A complete and exact copy of the data below is required.

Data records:
###
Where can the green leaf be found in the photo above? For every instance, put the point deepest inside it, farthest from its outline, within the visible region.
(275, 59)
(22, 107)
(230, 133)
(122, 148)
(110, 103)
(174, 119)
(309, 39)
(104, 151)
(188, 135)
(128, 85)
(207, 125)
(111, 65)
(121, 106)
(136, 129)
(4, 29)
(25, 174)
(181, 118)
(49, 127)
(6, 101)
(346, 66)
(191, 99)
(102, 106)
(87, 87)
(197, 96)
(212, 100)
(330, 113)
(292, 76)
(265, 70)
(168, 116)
###
Your response:
Where can the green leaf be found in the photo above? For every instance, put the point deepest inside it, farthest from its outline, within the visible region.
(275, 59)
(22, 107)
(230, 133)
(122, 148)
(110, 103)
(174, 119)
(309, 39)
(104, 151)
(188, 135)
(128, 85)
(207, 125)
(111, 65)
(121, 106)
(136, 129)
(4, 29)
(25, 174)
(181, 118)
(49, 127)
(6, 101)
(346, 66)
(191, 99)
(102, 106)
(87, 87)
(197, 96)
(212, 100)
(330, 113)
(292, 76)
(265, 70)
(168, 116)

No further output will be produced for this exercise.